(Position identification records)

━━━━━━━━━━━━━━━━

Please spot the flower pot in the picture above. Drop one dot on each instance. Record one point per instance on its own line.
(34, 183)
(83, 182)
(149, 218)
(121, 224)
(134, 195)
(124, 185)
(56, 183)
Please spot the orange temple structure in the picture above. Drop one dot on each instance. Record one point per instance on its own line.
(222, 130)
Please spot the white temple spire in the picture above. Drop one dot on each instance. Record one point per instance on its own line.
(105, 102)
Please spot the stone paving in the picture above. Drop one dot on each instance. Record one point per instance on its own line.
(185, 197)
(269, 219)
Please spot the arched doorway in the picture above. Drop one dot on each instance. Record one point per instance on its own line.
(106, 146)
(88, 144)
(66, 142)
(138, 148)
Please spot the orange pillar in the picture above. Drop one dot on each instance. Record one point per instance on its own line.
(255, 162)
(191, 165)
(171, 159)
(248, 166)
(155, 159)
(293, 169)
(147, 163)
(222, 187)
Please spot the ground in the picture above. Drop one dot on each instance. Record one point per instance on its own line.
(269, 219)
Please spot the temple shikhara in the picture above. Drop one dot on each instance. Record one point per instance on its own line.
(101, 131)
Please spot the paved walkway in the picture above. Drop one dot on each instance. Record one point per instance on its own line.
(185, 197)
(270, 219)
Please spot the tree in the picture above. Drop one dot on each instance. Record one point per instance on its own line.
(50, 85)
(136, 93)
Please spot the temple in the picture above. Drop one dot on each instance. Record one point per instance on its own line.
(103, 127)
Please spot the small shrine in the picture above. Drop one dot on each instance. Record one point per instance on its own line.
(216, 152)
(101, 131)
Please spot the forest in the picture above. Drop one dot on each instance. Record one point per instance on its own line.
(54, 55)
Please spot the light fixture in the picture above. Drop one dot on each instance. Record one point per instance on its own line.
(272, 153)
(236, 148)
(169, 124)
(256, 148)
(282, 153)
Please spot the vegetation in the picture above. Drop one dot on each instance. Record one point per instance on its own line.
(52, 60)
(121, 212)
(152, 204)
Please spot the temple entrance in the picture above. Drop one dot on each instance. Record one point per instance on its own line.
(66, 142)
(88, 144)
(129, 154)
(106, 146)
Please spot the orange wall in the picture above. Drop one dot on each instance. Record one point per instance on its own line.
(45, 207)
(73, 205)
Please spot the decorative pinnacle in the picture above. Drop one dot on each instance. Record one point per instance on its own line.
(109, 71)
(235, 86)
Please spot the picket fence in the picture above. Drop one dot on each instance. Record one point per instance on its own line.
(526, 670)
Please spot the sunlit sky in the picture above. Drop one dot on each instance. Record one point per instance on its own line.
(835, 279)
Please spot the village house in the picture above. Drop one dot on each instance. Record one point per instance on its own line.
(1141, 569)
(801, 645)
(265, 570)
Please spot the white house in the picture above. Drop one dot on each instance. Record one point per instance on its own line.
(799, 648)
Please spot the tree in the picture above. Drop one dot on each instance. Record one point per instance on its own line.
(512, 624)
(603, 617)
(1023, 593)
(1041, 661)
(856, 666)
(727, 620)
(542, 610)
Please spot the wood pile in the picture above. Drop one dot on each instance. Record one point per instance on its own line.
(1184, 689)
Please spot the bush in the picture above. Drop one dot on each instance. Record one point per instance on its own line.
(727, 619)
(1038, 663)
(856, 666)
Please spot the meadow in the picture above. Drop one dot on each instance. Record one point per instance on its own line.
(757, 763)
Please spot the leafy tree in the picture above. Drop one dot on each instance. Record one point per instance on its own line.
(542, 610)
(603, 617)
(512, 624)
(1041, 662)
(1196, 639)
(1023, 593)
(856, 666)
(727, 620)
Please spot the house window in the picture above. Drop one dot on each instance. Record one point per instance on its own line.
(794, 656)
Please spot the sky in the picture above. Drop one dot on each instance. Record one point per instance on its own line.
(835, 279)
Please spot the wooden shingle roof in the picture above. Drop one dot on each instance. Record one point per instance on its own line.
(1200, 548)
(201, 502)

━━━━━━━━━━━━━━━━

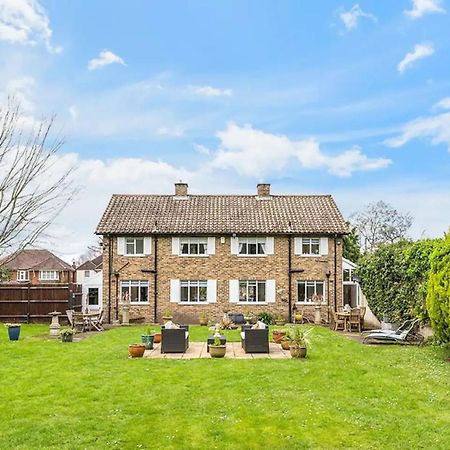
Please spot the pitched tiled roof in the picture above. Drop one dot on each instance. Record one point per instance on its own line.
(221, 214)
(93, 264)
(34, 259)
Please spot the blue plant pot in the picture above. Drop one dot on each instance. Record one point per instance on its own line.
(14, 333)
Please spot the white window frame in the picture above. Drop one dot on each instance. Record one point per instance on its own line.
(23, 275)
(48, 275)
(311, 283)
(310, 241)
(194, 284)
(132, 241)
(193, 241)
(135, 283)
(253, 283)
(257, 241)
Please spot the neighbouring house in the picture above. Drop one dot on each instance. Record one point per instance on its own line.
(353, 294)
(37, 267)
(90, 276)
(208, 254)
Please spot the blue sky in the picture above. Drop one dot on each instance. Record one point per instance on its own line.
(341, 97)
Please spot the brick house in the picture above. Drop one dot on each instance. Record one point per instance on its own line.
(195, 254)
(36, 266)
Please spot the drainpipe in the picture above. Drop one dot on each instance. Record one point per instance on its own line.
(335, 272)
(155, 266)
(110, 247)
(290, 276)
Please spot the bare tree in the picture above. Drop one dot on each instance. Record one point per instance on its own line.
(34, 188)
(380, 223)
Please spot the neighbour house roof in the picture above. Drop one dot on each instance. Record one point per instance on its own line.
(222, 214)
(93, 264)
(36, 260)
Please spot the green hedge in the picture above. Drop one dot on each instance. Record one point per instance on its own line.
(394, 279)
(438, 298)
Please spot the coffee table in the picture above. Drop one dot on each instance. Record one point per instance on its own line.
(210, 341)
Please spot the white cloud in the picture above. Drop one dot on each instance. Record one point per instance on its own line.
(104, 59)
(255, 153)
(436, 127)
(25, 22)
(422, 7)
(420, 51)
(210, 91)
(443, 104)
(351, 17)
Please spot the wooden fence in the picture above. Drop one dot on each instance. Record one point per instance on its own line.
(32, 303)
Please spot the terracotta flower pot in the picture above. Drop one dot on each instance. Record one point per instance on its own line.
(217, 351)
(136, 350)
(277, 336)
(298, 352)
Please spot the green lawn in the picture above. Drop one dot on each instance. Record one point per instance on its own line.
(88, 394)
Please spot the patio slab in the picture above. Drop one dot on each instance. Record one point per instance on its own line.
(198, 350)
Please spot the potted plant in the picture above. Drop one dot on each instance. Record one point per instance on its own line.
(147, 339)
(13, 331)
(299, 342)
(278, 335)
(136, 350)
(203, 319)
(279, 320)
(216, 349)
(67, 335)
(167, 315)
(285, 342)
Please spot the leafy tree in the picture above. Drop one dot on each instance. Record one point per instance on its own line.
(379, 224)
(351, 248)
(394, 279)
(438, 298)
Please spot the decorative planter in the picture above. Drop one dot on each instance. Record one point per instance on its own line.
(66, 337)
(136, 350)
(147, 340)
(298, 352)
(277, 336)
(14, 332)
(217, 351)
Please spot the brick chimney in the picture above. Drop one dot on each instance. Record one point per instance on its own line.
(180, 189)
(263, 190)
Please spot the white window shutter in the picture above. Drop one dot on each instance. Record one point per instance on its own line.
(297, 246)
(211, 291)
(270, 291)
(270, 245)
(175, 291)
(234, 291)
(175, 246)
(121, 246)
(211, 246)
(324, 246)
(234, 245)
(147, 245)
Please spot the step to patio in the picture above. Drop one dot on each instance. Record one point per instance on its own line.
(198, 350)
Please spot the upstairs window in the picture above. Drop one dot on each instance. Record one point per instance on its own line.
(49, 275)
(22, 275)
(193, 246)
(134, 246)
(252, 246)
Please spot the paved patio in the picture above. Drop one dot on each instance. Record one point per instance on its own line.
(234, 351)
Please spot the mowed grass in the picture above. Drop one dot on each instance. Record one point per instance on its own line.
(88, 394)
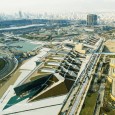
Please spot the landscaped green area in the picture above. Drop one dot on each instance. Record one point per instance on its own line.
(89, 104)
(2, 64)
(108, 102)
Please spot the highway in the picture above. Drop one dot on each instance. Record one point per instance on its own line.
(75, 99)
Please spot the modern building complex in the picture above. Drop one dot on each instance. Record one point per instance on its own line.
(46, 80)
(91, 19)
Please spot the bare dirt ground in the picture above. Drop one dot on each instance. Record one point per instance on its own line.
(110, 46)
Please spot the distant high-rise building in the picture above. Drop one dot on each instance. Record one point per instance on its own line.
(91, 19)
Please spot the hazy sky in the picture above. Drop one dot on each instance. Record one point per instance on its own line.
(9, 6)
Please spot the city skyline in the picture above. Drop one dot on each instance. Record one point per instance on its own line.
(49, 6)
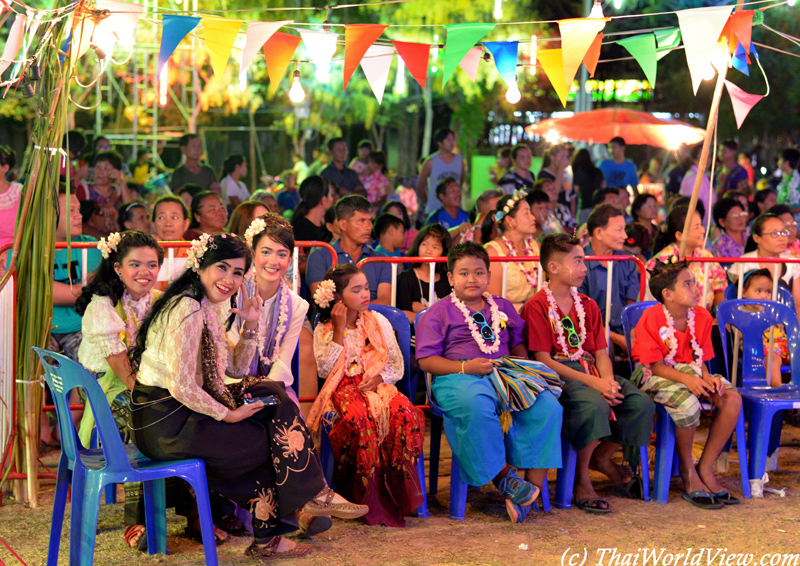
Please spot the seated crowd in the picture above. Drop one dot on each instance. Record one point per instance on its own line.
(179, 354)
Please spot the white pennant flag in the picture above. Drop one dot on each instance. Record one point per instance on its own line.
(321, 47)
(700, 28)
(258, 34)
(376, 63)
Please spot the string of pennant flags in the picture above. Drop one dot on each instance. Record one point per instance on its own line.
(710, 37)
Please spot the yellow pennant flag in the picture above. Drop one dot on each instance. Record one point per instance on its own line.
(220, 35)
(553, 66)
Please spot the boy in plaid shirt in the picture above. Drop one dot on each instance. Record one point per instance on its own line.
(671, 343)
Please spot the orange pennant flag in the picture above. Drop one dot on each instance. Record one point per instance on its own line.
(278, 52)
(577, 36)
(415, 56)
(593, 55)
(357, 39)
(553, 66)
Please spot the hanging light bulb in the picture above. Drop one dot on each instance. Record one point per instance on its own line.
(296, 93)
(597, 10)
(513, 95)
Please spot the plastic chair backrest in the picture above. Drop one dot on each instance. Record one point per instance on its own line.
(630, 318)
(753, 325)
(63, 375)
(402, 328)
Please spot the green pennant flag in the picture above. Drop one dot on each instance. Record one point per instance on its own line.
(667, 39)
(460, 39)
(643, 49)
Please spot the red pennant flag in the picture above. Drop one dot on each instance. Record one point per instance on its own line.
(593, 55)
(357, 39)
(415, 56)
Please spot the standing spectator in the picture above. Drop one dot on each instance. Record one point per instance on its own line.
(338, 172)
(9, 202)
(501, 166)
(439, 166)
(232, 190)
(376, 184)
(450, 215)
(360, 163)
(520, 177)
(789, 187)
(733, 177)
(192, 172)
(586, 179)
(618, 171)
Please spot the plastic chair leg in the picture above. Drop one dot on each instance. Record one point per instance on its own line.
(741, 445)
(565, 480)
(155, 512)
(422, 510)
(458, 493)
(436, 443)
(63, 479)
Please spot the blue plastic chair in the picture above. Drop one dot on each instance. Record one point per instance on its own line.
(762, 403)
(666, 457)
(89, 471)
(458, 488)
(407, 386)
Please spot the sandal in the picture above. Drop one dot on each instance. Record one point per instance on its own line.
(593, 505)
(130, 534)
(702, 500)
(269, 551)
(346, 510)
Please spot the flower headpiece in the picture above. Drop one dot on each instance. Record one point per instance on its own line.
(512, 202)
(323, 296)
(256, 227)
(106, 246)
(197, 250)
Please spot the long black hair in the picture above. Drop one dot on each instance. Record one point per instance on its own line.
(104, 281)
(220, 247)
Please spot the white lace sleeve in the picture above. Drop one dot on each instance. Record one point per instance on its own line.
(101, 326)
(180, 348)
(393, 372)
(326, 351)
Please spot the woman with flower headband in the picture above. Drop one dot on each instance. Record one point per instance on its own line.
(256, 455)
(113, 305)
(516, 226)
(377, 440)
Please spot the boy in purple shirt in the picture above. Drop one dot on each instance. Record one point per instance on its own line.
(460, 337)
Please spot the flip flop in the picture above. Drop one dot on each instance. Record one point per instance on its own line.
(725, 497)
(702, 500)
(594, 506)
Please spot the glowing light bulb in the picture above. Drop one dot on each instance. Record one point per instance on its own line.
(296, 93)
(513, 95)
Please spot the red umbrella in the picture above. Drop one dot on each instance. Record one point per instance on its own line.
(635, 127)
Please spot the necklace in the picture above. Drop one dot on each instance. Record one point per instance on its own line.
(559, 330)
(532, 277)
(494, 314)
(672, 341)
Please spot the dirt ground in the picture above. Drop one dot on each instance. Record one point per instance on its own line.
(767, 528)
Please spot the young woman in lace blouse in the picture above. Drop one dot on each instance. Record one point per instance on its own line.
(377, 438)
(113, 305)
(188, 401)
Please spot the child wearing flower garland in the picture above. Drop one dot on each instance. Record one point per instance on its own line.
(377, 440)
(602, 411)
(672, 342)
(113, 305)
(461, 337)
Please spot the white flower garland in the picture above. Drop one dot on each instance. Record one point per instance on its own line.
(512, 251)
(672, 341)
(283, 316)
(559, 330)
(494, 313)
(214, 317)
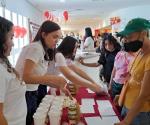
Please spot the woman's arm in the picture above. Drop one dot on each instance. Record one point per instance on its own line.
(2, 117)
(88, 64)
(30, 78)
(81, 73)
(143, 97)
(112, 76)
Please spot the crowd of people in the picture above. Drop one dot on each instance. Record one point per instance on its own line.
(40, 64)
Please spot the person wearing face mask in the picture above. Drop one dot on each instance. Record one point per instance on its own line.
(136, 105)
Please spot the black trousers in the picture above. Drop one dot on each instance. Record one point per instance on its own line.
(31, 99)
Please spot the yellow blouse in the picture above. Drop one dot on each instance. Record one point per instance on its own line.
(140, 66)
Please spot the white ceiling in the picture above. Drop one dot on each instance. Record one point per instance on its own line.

━━━━━━━━━━━━━━━━

### Exercise instructions:
Pick out every line of the items above that contains the word "decorative", treating uppercase and lowercase letters as distinct, and copy each such line.

### Correct response:
Please spot the decorative pinnacle in the picture above. Drop one dot on each instance. Record one point per instance on its own line.
Please spot the decorative planter in the picture above. Drop one dot on each instance. Record one point per instance on its own line.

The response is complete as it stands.